* _Task item_
Search the entries below for the word "point" and copy every line where it appears.

Referring expression data:
________________________

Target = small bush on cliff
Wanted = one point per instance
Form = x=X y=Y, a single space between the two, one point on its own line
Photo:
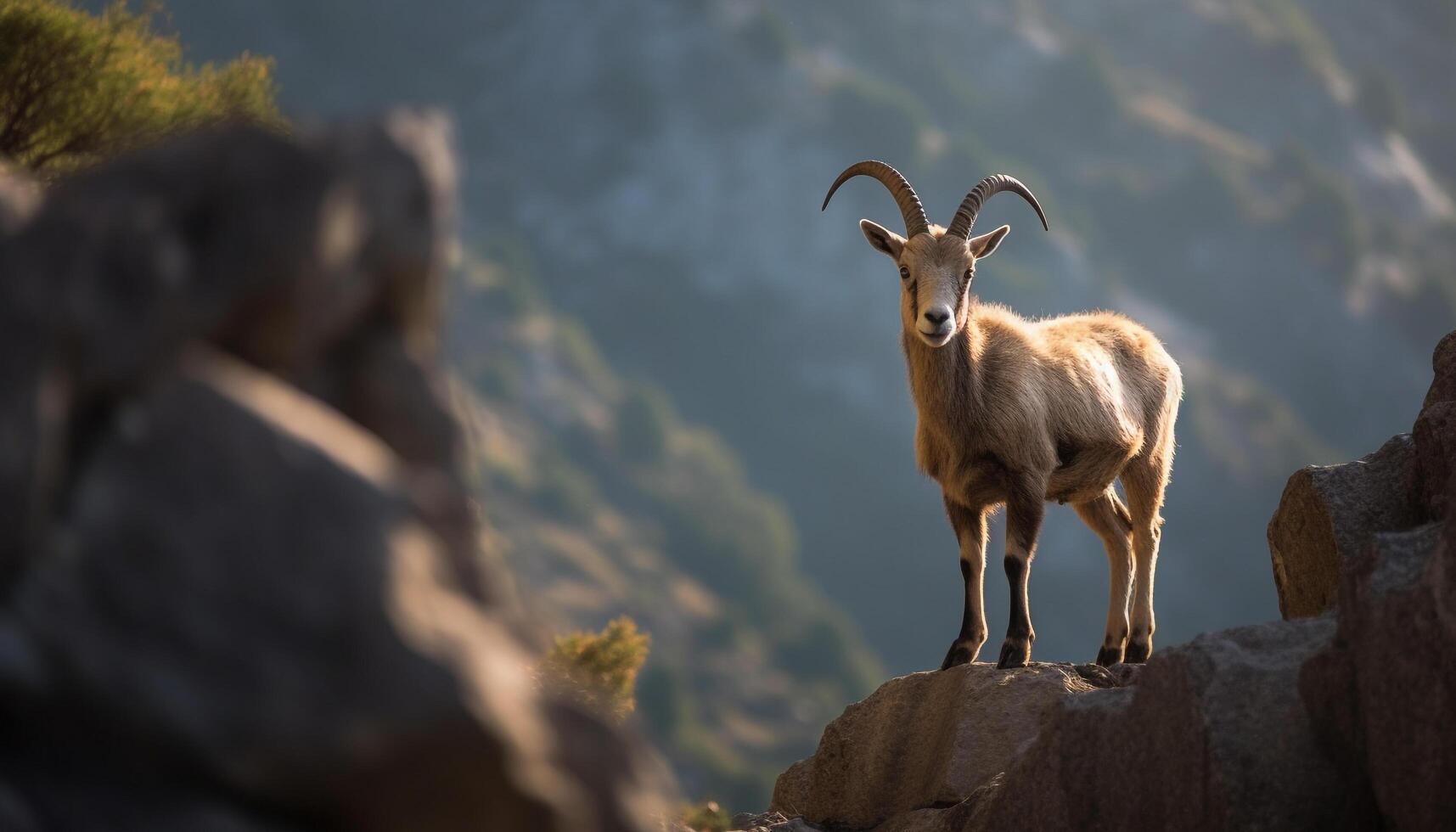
x=76 y=87
x=600 y=667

________________________

* _Worked solution_
Wanted = one point per instance
Form = x=X y=Y, a single space between the two, one point on its own line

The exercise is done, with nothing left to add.